== Problem requirements ==
Look at the entries below and reproduce them exactly.

== Point localization data ==
━━━━━━━━━━━━━━━━━━━━
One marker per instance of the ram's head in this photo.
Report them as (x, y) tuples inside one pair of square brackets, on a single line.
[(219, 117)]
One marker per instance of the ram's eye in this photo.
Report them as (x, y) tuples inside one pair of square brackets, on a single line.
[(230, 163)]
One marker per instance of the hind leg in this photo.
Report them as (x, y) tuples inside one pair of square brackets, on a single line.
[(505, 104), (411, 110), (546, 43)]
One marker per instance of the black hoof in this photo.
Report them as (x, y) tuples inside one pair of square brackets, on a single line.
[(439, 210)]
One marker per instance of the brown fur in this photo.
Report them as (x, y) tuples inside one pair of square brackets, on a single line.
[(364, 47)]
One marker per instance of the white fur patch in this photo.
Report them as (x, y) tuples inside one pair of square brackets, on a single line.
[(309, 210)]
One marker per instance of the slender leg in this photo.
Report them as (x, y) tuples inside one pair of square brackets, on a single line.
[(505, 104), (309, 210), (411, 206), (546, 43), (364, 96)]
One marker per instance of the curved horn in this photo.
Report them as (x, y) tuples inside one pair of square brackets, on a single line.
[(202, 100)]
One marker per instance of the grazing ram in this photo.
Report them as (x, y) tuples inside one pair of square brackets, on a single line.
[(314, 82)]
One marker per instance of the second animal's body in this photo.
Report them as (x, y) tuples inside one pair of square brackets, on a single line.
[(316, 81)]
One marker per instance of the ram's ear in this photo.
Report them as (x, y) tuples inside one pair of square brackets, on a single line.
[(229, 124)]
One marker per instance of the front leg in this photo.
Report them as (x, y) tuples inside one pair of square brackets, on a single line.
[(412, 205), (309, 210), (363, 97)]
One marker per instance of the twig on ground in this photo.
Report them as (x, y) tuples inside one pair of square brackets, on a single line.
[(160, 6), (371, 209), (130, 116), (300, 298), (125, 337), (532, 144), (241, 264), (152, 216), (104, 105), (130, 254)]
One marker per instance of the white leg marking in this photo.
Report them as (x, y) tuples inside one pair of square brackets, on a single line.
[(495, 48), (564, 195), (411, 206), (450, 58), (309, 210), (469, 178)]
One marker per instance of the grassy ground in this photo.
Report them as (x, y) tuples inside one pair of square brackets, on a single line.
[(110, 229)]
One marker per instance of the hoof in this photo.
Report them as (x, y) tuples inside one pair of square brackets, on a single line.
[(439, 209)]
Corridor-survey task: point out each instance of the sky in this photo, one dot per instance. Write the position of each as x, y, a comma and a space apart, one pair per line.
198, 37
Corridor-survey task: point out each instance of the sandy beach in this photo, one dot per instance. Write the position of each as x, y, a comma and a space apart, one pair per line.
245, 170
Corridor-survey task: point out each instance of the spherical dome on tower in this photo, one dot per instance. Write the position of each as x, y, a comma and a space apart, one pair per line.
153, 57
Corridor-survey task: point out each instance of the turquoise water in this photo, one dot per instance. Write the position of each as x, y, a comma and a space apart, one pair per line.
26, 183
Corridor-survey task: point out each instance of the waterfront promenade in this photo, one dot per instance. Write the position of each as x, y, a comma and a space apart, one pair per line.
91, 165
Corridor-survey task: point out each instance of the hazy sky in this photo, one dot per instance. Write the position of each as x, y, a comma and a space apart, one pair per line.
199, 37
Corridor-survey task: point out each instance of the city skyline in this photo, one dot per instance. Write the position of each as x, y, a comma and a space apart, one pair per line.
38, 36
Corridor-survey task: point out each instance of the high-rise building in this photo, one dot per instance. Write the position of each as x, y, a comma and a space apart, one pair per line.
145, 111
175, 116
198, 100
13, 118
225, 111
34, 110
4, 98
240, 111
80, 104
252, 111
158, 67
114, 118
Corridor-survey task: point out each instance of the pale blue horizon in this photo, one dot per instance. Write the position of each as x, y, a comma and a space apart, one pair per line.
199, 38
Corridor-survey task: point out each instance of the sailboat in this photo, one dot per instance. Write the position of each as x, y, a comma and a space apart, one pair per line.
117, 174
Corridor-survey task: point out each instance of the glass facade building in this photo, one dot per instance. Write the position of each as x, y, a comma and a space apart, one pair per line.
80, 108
━━━━━━━━━━━━━━━━━━━━
== Written reply ==
One marker per instance of the ram's head in this photo.
Report them as (x, y) tuples inside one pair of square brackets, on a single line.
[(219, 117)]
One marker per instance of the ram's eye in this photo.
Report them as (x, y) tuples inside one pair of square brackets, on a single line.
[(230, 163)]
One marker per instance of the hind leg in this photo.
Report them as (x, y) tuples inside one pair of square brackets, on a single line.
[(505, 104), (411, 110), (546, 43)]
One marker per instance of the black hoof in this photo.
Report them as (x, y) tuples inside one pair of square brackets, on a single line.
[(439, 210)]
One marker per instance of the brown fur in this photo.
Report them as (x, y) tuples inside one pair of square brackets, on a single line.
[(364, 47)]
One marker per instance of the white fur patch in this photo.
Report them as (x, y) tuples inside one pair of square brackets, on a single line.
[(309, 210)]
One marker per instance of the slender leg in this photo.
Report them as (x, y) tuples inside one pair of square brackets, on a single line.
[(505, 104), (309, 210), (411, 206), (546, 43), (364, 96)]
One marker per instance of the curved horn in this photo.
Report them as (x, y) tuples inside one pair of square brackets, on a single line.
[(202, 100)]
One marker per instance of the grazing ram in this photo.
Report them as (x, y) tuples inside one pair of square brackets, on a single line.
[(314, 82)]
One marker per instance of the second animal's body in this photo.
Report them as (x, y) tuples inside one pair of square brackets, on a single line.
[(316, 81)]
One marker per instance of the ram's ear in this photo.
Report them as (x, y) tuples inside one pair of square brackets, on a single line.
[(229, 124)]
One marker per instance of the front leg in this photo.
Report them as (x, y) tuples inside one pair of square brackets, on a single line.
[(412, 205), (309, 210), (363, 97)]
One marker per instance of the twig on ground in this photo.
Report them as (x, y) tuples inside one pair of square brackets, on a single line.
[(160, 6), (371, 209), (130, 116), (300, 298), (125, 337), (532, 144), (241, 264), (152, 216), (104, 105), (130, 254)]
One marker per instance of the white leg marking in this photo.
Report them as (x, y) tuples inside one pair of square brackets, on a single line.
[(495, 48), (564, 195), (411, 206), (450, 58), (309, 210), (469, 178)]
One marker per instance of the grassy ground in this photo.
Report them as (x, y) tuples inside one pair of square brackets, on a single line.
[(110, 229)]
One marker per instance of the hoof in this photo.
Report them as (x, y) tuples inside one pair of square brackets, on a single line.
[(439, 209)]
Corridor-survey task: point out each instance of the sky in this photo, one dot per instance. Write the position of each as x, y, a comma and a space apart, one pair per line.
198, 37
Corridor-survey task: point out each instance of the sandy beach in this photo, one dot per instance. Write the position of each as x, y, a comma and a space apart, one pair per line.
245, 170
Corridor-survey task: point out each instance of the spherical dome on tower in this photo, one dot per instance. Write the position of each as x, y, a comma and a space apart, one pair per line.
153, 57
Corridor-survey task: point out each instance of the turquoise water in this photo, one dot per instance. Write the position of each as x, y, a comma and a space apart, one pair per line.
26, 183
Corridor-survey task: point out each instance of the waterfront promenade in this photo, one dot per instance. Write the position of each as x, y, a comma and a space apart, one pair per line.
91, 165
Corridor-survey task: point out each instance of the hazy sky in this photo, one dot per instance. Write the position of each as x, y, a comma and a space apart, one pair per line.
199, 37
Corridor-survey task: point out each instance of the city skyline in this photo, one dot per instance. Write the position of each as x, y, a comma and a space apart, one pair per line.
38, 36
Corridor-survey task: point out each instance of the high-rise building in this photo, one dot per instance. Write the position of each as x, y, a comma and a space apart, one pair per line.
145, 111
175, 116
198, 100
13, 118
225, 111
34, 110
4, 98
240, 111
80, 104
252, 111
158, 67
114, 118
Corridor-survey task: point out each instance of the pale blue horizon in this photo, one dot per instance. Write the position of each as x, y, a comma and a space apart, one pair per line.
199, 38
Corridor-survey task: point out each instance of the sailboat in this photo, one dot per instance. Write the position of each as x, y, a comma and a space apart, one pair per line.
117, 174
Corridor-survey task: point out each instance of the glass facade building in this photo, one dot per instance. Write the position of each as x, y, a comma and a space apart, one pair per line.
80, 108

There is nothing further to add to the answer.